[START OF Entries supplied]

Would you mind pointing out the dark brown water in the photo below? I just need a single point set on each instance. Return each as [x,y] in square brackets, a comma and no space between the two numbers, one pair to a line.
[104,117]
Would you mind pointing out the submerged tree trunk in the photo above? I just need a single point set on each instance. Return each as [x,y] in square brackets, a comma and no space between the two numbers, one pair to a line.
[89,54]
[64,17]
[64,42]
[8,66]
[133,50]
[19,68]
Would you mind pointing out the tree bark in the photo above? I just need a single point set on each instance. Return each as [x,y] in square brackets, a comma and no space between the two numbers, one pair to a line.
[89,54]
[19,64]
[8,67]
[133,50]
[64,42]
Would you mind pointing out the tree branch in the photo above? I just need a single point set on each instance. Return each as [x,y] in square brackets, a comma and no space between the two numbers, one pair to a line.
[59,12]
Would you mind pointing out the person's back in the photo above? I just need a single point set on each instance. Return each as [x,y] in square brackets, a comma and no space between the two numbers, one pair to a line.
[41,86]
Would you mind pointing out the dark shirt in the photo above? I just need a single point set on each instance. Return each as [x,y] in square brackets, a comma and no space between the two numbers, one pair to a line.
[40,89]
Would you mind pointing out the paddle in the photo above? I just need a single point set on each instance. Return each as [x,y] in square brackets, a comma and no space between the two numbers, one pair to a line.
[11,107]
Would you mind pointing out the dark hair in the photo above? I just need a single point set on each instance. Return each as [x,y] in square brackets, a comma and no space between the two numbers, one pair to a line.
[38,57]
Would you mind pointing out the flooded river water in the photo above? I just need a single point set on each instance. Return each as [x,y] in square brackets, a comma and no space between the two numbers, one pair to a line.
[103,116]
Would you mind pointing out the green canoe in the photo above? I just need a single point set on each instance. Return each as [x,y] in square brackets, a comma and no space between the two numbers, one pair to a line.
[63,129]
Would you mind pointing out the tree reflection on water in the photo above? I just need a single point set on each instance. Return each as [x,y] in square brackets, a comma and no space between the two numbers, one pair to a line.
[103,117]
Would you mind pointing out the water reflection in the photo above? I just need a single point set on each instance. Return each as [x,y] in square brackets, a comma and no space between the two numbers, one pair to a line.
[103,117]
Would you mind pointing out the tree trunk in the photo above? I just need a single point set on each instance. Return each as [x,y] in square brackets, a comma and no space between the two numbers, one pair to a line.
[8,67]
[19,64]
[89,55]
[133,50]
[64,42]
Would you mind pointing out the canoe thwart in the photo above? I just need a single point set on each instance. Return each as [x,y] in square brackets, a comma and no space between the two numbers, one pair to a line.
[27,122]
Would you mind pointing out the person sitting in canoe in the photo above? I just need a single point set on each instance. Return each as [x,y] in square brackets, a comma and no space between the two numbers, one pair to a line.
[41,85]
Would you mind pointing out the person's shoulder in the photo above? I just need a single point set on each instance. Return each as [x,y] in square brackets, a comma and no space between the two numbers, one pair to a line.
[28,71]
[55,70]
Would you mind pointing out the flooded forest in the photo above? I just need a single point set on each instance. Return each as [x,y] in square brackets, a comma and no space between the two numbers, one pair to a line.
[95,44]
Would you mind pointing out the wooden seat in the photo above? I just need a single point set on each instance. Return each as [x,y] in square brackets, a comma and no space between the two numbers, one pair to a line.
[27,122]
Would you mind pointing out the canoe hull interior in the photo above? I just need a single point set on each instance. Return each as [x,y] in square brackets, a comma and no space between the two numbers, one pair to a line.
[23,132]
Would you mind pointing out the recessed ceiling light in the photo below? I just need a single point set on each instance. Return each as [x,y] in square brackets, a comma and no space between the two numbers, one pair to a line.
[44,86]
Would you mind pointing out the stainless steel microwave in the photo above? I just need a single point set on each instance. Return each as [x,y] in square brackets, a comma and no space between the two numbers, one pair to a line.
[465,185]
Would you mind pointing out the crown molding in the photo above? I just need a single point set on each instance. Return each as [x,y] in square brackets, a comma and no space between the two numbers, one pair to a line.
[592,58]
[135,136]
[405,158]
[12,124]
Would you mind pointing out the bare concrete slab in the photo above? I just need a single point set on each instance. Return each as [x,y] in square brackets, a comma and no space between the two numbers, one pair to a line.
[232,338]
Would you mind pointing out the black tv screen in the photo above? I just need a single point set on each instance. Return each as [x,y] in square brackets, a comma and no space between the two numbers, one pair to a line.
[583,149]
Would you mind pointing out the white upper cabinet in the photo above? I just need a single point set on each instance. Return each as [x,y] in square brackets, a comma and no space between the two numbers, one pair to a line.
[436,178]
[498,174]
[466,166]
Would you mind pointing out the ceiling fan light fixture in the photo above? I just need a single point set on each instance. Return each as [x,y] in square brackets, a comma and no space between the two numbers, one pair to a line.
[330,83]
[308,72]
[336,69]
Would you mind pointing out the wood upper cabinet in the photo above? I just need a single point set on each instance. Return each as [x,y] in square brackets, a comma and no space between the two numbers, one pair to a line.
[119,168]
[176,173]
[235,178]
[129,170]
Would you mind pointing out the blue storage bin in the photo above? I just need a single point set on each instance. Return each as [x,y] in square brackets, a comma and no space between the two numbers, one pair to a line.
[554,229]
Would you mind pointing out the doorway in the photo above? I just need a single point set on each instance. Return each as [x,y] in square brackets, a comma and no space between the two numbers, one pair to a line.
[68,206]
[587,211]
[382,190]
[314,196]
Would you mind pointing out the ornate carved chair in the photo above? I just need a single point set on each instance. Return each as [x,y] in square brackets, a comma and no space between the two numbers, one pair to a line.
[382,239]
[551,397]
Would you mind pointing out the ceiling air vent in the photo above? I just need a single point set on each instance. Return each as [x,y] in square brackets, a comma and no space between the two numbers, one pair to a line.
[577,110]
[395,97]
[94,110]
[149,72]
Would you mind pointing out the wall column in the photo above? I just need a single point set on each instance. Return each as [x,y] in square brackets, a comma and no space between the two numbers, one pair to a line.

[END OF Entries supplied]

» **What to do**:
All of the material above needs to be copied exactly.

» **Solution**:
Would you mind pointing out the dark brown water in the photo below? I just need a single point set on each instance. Return each as [x,y] in square brackets, a comma and no space between the two numbers, one pair to a line.
[104,117]
Would you mind pointing out the submerged tree trunk in the photo above? I just need a single point set on each instance. Return each as [x,y] in square brackets, a comma and no space between the two numbers, one pair to a line.
[89,54]
[64,17]
[64,42]
[8,66]
[133,50]
[19,68]
Would you mind pointing out the tree bark in the photo above? I just need a single point set on each instance. Return each as [x,y] in square brackets, a comma and no space between the two numbers, one pair to a line.
[89,54]
[19,64]
[8,67]
[133,50]
[64,42]
Would you mind pointing out the tree branch in the photo above? I just need a single point set on each instance. Return each as [x,y] in square brackets, a comma and no space between the two numbers, one pair to a line.
[59,12]
Would you mind pointing out the person's back in the photo above? I just need a single point set on each instance. Return each as [x,y] in square brackets, a comma and no space between the two numbers, one pair to a line.
[41,86]
Would you mind pointing out the dark shirt in the photo above? I just need a single point set on each instance. Return each as [x,y] in square brackets, a comma and no space between the two numbers, one pair to a line.
[40,89]
Would you mind pointing out the paddle in the photo above? I just need a single point set on each instance. Return each as [x,y] in square brackets, a comma and no space between the two numbers, one pair to a line.
[11,107]
Would you mind pointing out the dark hair in the photo above? I just need a single point set on each instance. Return each as [x,y] in square brackets, a comma and no space between the two numbers, one pair to a line.
[38,57]
Would you mind pointing out the flooded river water in the photo above? I just need a single point set on each instance. Return each as [x,y] in square brackets, a comma and no space between the two numbers, one pair to a line.
[103,116]
Would you mind pointing out the green canoe in the photo above? I just need a single point set on each instance. Return each as [x,y] in square brackets, a comma and no space between the two numbers, one pair to a line.
[63,129]
Would you mind pointing out the tree reflection on water in the photo above? I just need a single point set on each instance. Return each as [x,y] in square brackets, a comma and no space between the two numbers, one pair to a line.
[103,117]
Would you mind pointing out the water reflection in the photo above? I just need a single point set on each instance. Return each as [x,y] in square brackets, a comma and no space between the two numbers, one pair to a line.
[103,117]
Would you mind pointing out the tree trunk in the photo above? I just need a single point set on each instance. Return each as [x,y] in square brackets, a comma and no space between the two numbers, one pair to a line.
[8,67]
[19,64]
[89,55]
[133,50]
[64,42]
Would you mind pointing out the canoe thwart in the photo above? I just need a single point set on each instance. Return each as [x,y] in square brackets, a comma and no space between the two numbers, one pair to a line.
[27,122]
Would you mind pointing out the person sitting in canoe in the photo above? I just need a single point set on each instance. Return each as [x,y] in square brackets, a comma and no space between the two numbers, one pair to a line.
[41,85]
Would you mind pointing out the person's shoulder in the photo above? I just need a single point set on each instance. Return each as [x,y] in square brackets, a comma and no space between the two numbers, one pair to a line.
[28,71]
[55,70]
Would you mind pointing out the flooded forest in the photo above? I just need a single point set on each instance. Return each as [x,y] in square brackets, a comma and no space between the two numbers, one pair to a line.
[95,44]
Would you mind pointing out the wooden seat in the photo above? I just need a single point set on each instance. Return each as [x,y] in square brackets, a comma and no space between the two numbers, one pair to a line.
[27,122]
Would you mind pointing out the canoe hull interior in the photo above? I just need a single point set on each instance. Return each as [x,y] in square brackets, a comma and no space between the two numbers, one pair to a line.
[23,132]
Would you mind pointing out the recessed ceiling light in the photo below? I just need a single point set on each instance. Return each as [x,y] in square brackets, a comma and no space between the two numbers, one pair to a line.
[44,86]
Would you mind pointing out the stainless steel microwave in the photo above? I just need a single point set on each instance. Return each as [x,y] in square brackets, a comma and no space between the two numbers, one pair to a line.
[465,185]
Would you mind pointing out the crown molding in the photo above? I just need a single point set on each instance. Return each as [x,y] in square brackets, a comma and no space between the two numbers, one pair to a line.
[592,58]
[135,136]
[405,158]
[12,124]
Would you mind pointing out the bare concrete slab in the photo above? I just need a single point set on each instance. Return each as [x,y] in square brackets, a comma and no space between the two numbers, one pair to a line.
[232,338]
Would you mind pointing out the black tv screen in the photo above? I just need a single point set on each instance. Return each as [x,y] in square brackets, a comma and no space between the two numbers, one pair to a line.
[583,149]
Would you mind pointing out the white upper cabinet in the photo above? I just need a single point set on each instance. Return each as [x,y] in square brackets, a comma and no space between the two numbers, one pair to a line.
[436,178]
[498,174]
[466,166]
Would you mind pointing out the ceiling fan light fixture in the photo above? I just need a single point set on each instance. Return each as [x,y] in square brackets, a comma and no space between the two numbers, one pair to a line.
[330,83]
[308,72]
[336,69]
Would you mind pointing out the wood upper cabinet in the photo above? I just need a single point set on each instance. Return each as [x,y] in square brackets, a comma and no space between the two numbers, one pair to a line.
[119,168]
[176,173]
[235,178]
[129,170]
Would you mind pointing out the blue storage bin in the photo above? I just need a single point set on each instance. Return each as [x,y] in square brackets, a comma and no space between the two numbers, one pair to a line.
[554,229]
Would you mind pointing out the doorway in the photo above? I just need a single point set on each instance. Return each as [x,y] in square brackets, a comma and no space between the two numbers, one pair to a line.
[68,206]
[587,211]
[382,190]
[314,196]
Would you mind pointing out the ornate carved chair in the photo above? I just need a single point set on each instance. Return each as [x,y] in square brackets, a comma and no space between the two numbers, one pair to a line.
[382,239]
[551,397]
Would you mind pointing out the ceiling air vent in the photo above? I just need a single point set on each instance. Return each as [x,y] in square brackets, a comma and no space between the two numbers, one pair to a line.
[577,110]
[395,97]
[94,110]
[149,72]
Would you mind pointing out the wall column in the photo above? I just need a single point set on each instance. Return each as [x,y] in square brackets, a comma and no space between the two numbers, one pair to a line.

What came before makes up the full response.